## PAGE
◆ ◆ ◆ ◆ ◆

Monday, May 23, 2011 9:59:29 PM
Police Clash with Protesters in Morocco

Demonstrators wanted to set up camps in front of parliament in Rabat on Sunday but baton-wielding security forces broke up the crowds, causing injuries, Reuters reported.

"We are standing together for dignity. We are against despotism, against corruption. We are for dignity, freedom, democracy and social justice," one protester said.

Police also beat protesters in Casablanca where people chanted slogans against the royal court. They said staging protests was their “legal right.”

Meanwhile, several protesters have been arrested.

Sunday protests come despite a government ban on anti-government demonstrations that started in the African country in February following the successful revolutions in Tunisia and Egypt.

On Friday, several unemployed graduates managed to push their way through crowds to talk to King Mohammad after Friday prayers to demand jobs. Live broadcast was cut off after people around the king started chanting slogans.

Protests were suppressed on May 15 when activists wanted to hold a rally outside an alleged secret prison. Protesters believed the detainees were tortured by intelligence forces.

King Mohammad vowed in March to make amendments to the constitution to give more social rights to people. A draft constitution is scheduled to be announced in June.

The royal family has ruled the country since seventeenth century. King Mohammad ascended to the throne in 1999.

Many people in Morocco suffer from poverty and nearly half of the country's population of 32 million is illiterate, reports say.

A total of about sixty activists have been injured in Rabat, Casablanca, Agadir, and Tangier, reports say.

Meanwhile, officials put the number of injured at about twenty demonstrators and police officers combined.

Morocco has stepped up crackdowns on demonstrators, who have been demanding reform, freedom and better living conditions.

The Monarchy is desperate to avoid an Egyptian- or Tunisian-style revolution.

◆ ◆ ◆ ◆ ◆

## STATED GOAL 1
Please report every line of the records below that contains the string "overalls". Case counts.

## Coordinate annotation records
◆ ◆ ◆ ◆ ◆

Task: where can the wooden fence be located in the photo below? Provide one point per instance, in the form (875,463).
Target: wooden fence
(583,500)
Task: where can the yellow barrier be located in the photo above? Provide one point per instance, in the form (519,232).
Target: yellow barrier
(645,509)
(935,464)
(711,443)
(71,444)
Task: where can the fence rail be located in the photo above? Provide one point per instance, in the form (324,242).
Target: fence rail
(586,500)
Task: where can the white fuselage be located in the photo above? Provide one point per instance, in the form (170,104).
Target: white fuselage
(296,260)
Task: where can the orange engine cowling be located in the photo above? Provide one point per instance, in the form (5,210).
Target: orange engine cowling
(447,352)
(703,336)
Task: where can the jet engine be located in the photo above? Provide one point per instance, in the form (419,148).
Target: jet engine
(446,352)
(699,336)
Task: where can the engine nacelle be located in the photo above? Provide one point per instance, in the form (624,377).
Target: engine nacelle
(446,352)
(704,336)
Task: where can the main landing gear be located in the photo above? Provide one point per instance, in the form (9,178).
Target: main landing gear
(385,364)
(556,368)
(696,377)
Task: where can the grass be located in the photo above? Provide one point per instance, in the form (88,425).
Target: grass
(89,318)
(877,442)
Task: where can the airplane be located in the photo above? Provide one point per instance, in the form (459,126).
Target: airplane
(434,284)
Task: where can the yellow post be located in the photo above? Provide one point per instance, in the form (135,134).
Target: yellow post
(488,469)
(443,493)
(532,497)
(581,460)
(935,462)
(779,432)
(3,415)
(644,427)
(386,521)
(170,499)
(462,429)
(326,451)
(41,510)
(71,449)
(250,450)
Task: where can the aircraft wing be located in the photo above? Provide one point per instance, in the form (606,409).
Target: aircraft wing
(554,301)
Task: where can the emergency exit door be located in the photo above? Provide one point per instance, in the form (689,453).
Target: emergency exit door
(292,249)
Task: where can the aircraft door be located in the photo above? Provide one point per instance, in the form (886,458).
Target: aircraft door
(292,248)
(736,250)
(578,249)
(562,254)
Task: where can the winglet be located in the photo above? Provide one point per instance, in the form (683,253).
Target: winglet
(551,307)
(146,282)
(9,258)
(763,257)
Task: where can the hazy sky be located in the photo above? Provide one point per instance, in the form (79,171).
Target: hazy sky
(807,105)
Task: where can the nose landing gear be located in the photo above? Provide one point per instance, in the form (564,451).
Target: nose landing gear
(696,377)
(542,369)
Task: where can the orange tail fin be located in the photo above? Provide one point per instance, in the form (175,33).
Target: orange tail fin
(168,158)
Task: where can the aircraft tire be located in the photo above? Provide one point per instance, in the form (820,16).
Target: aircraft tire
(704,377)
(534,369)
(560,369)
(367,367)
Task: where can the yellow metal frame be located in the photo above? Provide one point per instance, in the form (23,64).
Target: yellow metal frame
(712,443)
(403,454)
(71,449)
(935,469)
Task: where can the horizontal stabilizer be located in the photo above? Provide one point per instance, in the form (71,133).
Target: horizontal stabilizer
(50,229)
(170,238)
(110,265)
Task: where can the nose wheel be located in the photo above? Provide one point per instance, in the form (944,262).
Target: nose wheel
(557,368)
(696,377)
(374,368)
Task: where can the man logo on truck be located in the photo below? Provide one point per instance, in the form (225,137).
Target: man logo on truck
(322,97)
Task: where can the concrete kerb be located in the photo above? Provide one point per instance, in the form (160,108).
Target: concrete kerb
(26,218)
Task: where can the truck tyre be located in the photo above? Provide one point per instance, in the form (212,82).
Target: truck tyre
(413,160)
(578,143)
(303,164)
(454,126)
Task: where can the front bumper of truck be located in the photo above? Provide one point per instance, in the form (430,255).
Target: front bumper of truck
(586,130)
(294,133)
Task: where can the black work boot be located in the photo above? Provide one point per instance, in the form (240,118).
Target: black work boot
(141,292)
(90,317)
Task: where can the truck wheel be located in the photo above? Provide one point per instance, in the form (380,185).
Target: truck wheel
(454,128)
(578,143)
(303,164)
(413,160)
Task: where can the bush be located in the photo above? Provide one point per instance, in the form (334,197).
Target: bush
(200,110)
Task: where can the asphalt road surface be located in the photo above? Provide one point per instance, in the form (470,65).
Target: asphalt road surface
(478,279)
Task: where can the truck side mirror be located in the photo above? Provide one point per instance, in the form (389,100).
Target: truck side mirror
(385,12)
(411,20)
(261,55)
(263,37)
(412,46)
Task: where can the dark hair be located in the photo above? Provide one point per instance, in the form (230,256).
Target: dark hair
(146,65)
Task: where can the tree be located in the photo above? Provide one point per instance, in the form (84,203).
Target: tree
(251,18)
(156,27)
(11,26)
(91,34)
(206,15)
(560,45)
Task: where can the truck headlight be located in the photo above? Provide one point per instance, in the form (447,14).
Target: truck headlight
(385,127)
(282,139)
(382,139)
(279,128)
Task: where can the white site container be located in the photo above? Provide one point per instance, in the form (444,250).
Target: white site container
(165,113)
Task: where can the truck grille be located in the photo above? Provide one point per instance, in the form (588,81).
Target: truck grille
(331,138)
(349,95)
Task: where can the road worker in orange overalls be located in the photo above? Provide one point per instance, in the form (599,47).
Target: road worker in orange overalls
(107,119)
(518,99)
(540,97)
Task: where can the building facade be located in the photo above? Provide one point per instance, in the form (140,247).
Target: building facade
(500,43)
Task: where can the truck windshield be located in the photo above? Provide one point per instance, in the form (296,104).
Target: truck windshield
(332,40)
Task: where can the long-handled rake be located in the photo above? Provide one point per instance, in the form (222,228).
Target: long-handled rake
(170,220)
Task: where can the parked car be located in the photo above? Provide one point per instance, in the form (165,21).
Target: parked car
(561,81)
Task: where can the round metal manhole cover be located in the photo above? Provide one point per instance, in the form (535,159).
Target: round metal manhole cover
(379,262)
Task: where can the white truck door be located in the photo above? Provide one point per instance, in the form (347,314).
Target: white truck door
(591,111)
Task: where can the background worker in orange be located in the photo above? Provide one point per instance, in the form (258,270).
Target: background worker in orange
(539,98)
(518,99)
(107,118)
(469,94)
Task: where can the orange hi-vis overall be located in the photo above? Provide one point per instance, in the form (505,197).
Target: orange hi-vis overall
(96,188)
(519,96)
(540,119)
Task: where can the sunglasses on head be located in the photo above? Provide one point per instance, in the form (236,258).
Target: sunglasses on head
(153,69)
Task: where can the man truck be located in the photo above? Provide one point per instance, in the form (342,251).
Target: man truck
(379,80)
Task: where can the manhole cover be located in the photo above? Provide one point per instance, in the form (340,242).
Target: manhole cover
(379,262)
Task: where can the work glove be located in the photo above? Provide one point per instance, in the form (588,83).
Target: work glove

◆ ◆ ◆ ◆ ◆

## STATED GOAL 2
Translate this sentence from the article on protests in Morocco into French: "King Mohammad ascended to the throne in 1999."

## REPLY 1
Task: where can the road worker in orange overalls be located in the photo above? Provide one point per instance, in the form (599,47).
Target: road worker in orange overalls

## REPLY 2
Le roi Mohammad est monté sur le trône en 1999.